▸ **Stated exercise**
Return every item below word for word, keeping each line unchanged.

▸ **Labeled-object pointing items**
----------

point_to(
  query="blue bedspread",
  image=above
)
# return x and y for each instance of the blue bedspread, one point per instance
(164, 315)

----------

▸ **Solution**
point_to(
  query="blue bedspread",
  image=above
)
# return x and y for each instance of the blue bedspread, one point per instance
(164, 315)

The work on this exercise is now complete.